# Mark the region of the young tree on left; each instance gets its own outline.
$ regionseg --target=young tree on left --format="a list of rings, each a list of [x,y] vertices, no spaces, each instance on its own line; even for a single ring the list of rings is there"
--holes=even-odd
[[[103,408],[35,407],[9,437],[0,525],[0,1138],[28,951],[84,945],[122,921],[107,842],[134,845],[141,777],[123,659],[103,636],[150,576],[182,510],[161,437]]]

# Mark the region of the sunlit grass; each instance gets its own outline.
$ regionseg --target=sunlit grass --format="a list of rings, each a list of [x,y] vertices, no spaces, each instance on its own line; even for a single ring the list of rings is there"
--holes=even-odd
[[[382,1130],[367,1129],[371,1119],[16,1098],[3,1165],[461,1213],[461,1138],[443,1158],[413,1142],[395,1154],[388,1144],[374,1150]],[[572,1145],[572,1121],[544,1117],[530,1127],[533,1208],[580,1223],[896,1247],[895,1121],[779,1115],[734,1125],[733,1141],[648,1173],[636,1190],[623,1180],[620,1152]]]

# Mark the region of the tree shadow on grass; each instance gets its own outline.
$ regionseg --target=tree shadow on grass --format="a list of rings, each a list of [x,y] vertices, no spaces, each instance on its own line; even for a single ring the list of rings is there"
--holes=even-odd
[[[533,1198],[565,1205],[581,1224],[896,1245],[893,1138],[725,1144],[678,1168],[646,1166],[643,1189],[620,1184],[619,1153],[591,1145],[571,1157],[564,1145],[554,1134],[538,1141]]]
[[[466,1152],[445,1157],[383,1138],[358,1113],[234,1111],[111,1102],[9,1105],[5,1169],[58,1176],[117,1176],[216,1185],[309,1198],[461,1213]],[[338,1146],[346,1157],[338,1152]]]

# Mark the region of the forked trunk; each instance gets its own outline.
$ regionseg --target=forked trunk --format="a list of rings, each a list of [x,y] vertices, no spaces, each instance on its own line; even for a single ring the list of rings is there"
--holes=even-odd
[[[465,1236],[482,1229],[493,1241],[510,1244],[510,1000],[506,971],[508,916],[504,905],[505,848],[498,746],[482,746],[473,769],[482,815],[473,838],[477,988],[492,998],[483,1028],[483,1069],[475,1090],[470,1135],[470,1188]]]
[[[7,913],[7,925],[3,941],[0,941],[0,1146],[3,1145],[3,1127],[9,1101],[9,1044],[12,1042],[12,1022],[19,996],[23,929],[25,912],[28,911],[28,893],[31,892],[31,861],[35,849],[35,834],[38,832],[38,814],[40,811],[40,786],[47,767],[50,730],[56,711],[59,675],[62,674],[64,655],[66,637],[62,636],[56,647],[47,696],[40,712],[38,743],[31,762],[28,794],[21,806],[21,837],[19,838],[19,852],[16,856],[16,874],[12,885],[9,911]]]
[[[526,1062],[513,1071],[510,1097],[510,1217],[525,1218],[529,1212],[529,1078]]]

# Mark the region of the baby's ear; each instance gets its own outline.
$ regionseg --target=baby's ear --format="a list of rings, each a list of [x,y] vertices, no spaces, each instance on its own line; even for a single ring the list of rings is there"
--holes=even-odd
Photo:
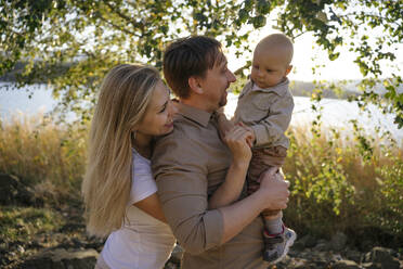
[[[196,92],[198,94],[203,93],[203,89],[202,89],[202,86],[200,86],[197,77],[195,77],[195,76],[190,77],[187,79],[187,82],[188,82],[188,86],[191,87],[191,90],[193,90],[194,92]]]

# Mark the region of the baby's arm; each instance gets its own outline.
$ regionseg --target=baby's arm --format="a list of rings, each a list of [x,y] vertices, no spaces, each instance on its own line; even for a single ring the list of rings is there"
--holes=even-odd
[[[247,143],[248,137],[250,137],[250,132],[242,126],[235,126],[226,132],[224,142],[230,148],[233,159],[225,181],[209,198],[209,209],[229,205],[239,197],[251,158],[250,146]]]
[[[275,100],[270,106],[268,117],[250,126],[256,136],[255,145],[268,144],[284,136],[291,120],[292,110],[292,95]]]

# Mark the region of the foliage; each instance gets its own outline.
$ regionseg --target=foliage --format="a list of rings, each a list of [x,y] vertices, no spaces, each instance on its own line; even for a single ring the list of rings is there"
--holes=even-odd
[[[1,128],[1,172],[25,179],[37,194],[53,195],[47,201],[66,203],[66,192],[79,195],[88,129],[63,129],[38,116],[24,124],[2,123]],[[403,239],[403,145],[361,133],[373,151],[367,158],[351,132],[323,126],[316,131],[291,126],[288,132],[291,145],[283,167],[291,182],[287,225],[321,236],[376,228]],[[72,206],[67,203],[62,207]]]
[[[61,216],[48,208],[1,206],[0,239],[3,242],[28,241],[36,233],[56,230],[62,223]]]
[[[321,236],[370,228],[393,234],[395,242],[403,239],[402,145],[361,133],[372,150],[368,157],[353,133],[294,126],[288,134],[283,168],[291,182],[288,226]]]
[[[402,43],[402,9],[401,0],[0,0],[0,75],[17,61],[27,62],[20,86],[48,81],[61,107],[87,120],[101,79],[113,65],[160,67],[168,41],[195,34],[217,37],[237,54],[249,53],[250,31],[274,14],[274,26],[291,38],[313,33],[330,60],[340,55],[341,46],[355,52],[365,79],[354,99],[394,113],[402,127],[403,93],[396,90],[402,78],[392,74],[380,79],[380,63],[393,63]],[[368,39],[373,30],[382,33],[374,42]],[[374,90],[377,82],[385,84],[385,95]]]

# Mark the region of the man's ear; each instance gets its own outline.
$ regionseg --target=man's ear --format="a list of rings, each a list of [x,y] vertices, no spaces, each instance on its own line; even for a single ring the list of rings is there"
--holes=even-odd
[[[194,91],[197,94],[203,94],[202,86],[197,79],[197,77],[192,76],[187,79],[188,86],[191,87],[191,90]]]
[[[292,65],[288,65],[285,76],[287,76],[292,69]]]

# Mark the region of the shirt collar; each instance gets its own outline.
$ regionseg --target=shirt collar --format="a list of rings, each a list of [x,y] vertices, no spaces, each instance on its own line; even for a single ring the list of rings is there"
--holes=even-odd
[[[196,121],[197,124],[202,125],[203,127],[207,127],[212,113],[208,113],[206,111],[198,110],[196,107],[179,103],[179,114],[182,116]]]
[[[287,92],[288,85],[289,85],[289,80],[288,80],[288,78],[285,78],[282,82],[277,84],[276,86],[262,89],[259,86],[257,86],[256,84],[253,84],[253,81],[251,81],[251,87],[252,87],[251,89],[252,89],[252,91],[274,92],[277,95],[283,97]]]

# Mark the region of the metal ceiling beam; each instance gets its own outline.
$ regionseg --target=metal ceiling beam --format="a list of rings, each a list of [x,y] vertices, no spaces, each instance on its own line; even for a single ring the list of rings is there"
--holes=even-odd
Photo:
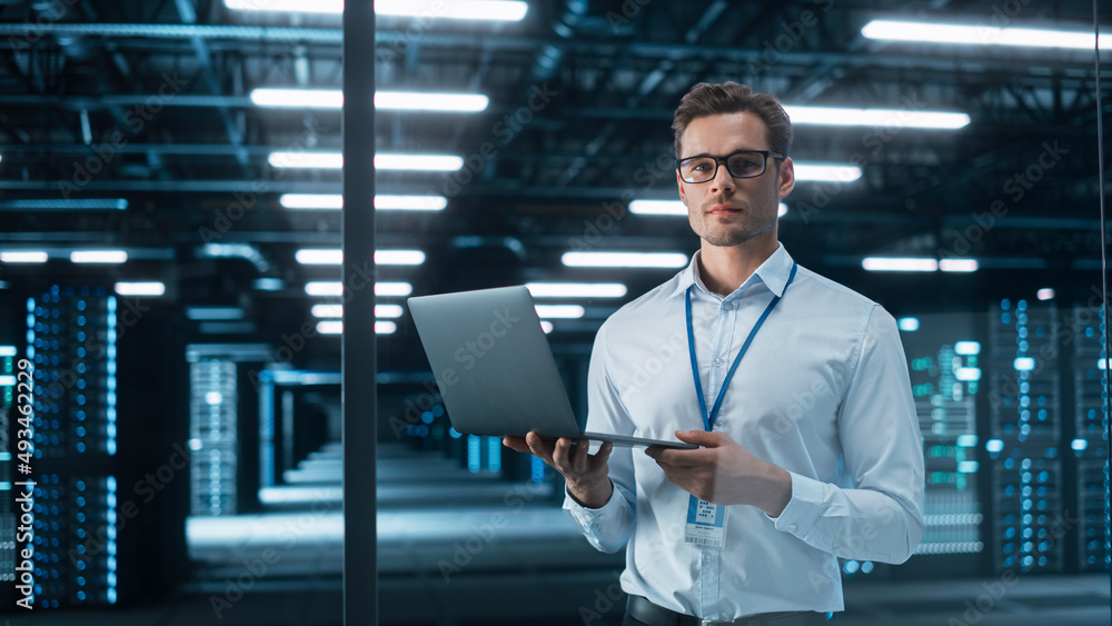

--

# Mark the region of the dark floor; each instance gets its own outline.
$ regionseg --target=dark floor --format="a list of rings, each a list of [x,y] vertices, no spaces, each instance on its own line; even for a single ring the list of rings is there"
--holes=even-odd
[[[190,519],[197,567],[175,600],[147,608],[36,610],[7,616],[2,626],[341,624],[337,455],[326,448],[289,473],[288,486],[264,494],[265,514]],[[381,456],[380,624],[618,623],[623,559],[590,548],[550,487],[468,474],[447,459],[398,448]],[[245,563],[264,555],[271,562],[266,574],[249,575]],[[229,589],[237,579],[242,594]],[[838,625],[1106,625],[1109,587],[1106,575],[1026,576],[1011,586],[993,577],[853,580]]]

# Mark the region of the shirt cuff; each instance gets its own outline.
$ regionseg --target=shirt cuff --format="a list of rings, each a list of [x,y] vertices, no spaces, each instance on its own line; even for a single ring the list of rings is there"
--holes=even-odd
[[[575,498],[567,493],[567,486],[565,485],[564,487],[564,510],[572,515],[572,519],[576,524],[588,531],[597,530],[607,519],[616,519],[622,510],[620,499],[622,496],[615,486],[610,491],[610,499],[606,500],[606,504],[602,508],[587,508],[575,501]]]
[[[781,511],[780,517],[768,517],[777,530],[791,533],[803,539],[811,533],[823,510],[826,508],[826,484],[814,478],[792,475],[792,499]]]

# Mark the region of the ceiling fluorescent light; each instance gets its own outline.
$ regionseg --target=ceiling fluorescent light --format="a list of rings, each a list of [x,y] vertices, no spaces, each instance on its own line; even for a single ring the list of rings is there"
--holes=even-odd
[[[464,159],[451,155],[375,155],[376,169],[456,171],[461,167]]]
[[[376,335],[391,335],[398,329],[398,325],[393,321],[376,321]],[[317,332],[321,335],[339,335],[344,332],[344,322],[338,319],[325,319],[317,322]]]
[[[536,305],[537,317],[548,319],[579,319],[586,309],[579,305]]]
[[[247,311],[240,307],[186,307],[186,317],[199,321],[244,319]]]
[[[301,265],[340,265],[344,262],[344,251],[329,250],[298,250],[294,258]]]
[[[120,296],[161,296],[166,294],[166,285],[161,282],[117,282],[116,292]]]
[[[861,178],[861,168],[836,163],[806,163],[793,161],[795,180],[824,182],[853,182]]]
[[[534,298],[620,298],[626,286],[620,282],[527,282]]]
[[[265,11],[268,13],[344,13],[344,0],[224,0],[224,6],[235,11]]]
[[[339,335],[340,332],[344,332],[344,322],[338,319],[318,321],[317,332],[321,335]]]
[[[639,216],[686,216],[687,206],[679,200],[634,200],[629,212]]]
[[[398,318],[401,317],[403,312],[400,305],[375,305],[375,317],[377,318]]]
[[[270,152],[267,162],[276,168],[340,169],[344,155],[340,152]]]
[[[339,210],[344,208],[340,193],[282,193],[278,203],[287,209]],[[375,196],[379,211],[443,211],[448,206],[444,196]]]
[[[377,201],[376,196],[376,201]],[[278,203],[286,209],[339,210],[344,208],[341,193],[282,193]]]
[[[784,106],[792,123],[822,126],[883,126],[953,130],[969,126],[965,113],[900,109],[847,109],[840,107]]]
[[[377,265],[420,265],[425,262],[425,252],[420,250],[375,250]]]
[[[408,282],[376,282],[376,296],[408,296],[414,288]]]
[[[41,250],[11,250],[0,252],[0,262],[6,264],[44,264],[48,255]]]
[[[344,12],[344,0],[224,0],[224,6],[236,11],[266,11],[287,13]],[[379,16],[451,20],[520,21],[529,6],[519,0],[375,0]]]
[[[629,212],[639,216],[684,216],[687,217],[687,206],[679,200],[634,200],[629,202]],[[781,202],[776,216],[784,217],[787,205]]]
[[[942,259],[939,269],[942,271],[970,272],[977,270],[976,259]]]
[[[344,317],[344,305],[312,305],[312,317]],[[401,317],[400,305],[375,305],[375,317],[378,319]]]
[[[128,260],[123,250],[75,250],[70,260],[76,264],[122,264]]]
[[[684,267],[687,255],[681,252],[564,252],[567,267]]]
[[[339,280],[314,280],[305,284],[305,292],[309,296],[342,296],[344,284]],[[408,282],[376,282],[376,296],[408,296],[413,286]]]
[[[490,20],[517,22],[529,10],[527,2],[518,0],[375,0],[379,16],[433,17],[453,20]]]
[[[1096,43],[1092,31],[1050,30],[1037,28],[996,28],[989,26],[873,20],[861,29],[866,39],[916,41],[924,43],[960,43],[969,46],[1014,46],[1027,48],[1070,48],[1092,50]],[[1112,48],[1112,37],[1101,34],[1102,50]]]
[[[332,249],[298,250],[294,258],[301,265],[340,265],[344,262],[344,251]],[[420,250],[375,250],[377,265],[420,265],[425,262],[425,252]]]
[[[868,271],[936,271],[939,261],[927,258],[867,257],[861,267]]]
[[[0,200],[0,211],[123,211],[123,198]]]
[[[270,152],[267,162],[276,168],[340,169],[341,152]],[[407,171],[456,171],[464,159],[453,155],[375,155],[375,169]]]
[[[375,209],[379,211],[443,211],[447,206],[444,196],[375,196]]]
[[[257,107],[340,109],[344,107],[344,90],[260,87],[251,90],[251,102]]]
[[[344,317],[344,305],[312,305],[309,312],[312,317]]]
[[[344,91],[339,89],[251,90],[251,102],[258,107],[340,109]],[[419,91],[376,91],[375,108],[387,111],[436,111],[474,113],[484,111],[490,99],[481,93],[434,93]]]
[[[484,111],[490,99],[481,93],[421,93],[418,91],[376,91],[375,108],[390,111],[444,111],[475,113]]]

==

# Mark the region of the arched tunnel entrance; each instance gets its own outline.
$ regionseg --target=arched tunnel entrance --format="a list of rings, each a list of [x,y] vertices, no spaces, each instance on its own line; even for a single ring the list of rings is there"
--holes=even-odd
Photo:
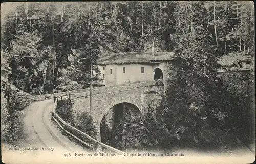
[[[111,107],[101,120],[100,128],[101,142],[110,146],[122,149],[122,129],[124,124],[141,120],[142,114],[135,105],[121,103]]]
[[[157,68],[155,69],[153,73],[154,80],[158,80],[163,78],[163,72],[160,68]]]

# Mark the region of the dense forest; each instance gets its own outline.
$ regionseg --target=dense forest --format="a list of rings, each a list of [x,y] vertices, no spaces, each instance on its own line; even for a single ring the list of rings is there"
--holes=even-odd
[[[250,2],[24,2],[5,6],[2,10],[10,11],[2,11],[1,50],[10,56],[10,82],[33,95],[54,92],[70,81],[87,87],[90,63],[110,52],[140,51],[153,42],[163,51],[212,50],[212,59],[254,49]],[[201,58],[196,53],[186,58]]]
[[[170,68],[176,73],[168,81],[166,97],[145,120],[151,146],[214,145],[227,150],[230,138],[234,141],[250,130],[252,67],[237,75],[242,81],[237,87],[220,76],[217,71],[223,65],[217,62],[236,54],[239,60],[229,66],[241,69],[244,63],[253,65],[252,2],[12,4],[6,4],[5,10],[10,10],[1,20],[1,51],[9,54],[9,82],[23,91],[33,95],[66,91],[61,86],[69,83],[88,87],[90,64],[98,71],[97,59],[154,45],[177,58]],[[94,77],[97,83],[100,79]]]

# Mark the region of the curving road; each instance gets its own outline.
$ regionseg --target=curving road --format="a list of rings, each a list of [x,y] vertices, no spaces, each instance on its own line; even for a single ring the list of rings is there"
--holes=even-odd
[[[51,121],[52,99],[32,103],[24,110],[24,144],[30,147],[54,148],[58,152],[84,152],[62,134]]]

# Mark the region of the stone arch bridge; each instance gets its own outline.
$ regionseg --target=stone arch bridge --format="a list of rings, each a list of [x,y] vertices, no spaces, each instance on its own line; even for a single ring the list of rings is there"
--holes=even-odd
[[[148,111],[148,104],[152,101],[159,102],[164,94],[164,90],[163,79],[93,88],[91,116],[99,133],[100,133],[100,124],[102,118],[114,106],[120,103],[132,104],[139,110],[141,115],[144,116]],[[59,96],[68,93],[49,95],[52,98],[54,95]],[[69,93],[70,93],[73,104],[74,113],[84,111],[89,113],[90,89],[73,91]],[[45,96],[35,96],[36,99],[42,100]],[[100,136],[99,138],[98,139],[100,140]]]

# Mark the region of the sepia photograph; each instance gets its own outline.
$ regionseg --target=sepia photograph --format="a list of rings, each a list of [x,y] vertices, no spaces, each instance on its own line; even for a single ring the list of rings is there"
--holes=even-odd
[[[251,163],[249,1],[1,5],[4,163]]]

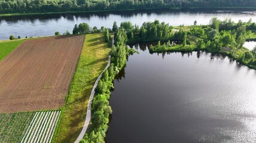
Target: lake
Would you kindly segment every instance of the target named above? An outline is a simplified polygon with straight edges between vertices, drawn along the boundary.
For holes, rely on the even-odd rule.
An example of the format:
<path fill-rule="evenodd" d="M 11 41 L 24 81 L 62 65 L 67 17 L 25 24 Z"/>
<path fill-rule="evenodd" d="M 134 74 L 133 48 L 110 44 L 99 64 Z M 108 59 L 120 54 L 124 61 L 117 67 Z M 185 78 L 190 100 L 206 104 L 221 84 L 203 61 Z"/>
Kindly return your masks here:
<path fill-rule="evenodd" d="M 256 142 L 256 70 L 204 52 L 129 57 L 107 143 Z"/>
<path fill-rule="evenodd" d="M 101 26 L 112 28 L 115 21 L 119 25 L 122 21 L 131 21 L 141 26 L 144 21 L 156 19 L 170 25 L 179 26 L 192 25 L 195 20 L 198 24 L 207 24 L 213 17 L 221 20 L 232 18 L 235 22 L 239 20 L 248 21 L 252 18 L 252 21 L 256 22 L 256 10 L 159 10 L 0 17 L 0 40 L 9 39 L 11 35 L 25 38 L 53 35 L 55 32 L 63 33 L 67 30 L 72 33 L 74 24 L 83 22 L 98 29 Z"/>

» **Task to carry out**: Reproduce character for character every line beginning with the one that contains "# Mark the region of the dense" and continuing through the one that contains "[[[251,163],[249,1],[1,5],[4,163]]]", with both of those lines included.

» **Completed exercise**:
# Mark the region of the dense forest; each instance gets its own outline.
$ regionseg --target=dense forest --format="a list of rings, each a list of [x,y] vertices, no spaces, each instance on its own line; even for a single ring the list of rings is there"
--holes=even-odd
[[[250,2],[24,2],[5,6],[2,10],[10,11],[2,11],[1,50],[10,56],[10,82],[33,95],[54,92],[70,81],[87,87],[90,63],[110,52],[140,51],[153,42],[163,51],[212,50],[212,59],[254,49]],[[201,58],[196,53],[186,58]]]
[[[170,68],[176,73],[168,81],[166,97],[145,120],[151,146],[214,145],[227,150],[230,138],[234,141],[250,130],[252,67],[237,75],[242,81],[237,87],[220,76],[217,71],[223,65],[217,62],[236,54],[239,60],[229,66],[241,69],[244,63],[253,65],[252,2],[12,4],[6,4],[5,10],[10,10],[1,20],[1,51],[9,54],[9,82],[23,91],[33,95],[66,91],[61,86],[69,83],[88,87],[90,64],[98,71],[97,59],[154,45],[177,58]],[[94,77],[97,83],[100,79]]]

# Mark the region of the curving road; each instance gets its own outline.
$ regionseg --target=curving road --format="a list of rings, each a list of [x,y] vertices, no spaces, each instance on its own line; even for a single ring the list of rings is there"
--holes=even-odd
[[[51,121],[52,99],[32,103],[24,110],[24,144],[30,147],[54,148],[58,152],[84,152],[62,134]]]

# Mark the region of the stone arch bridge; each instance gets its own outline.
$ regionseg --target=stone arch bridge --format="a list of rings, each a list of [x,y] vertices, no spaces, each instance on its own line; even for a single ring the list of rings is there"
--holes=even-odd
[[[148,111],[148,104],[152,101],[159,102],[164,94],[164,90],[163,79],[93,88],[91,116],[99,133],[100,133],[100,124],[102,118],[114,106],[120,103],[132,104],[139,110],[141,115],[144,116]],[[59,96],[68,93],[49,95],[52,98],[54,95]],[[69,93],[70,93],[73,104],[74,113],[84,111],[89,113],[90,89],[73,91]],[[45,96],[35,96],[36,99],[42,100]],[[100,136],[99,138],[98,139],[100,140]]]

# Mark the region of the sepia photograph; each instance gets its own outline.
$ regionseg --target=sepia photograph --format="a list of rings, each a list of [x,y] vertices, no spaces, each instance on its own line; even for a single ring the list of rings is there"
--holes=even-odd
[[[251,163],[249,1],[1,5],[4,163]]]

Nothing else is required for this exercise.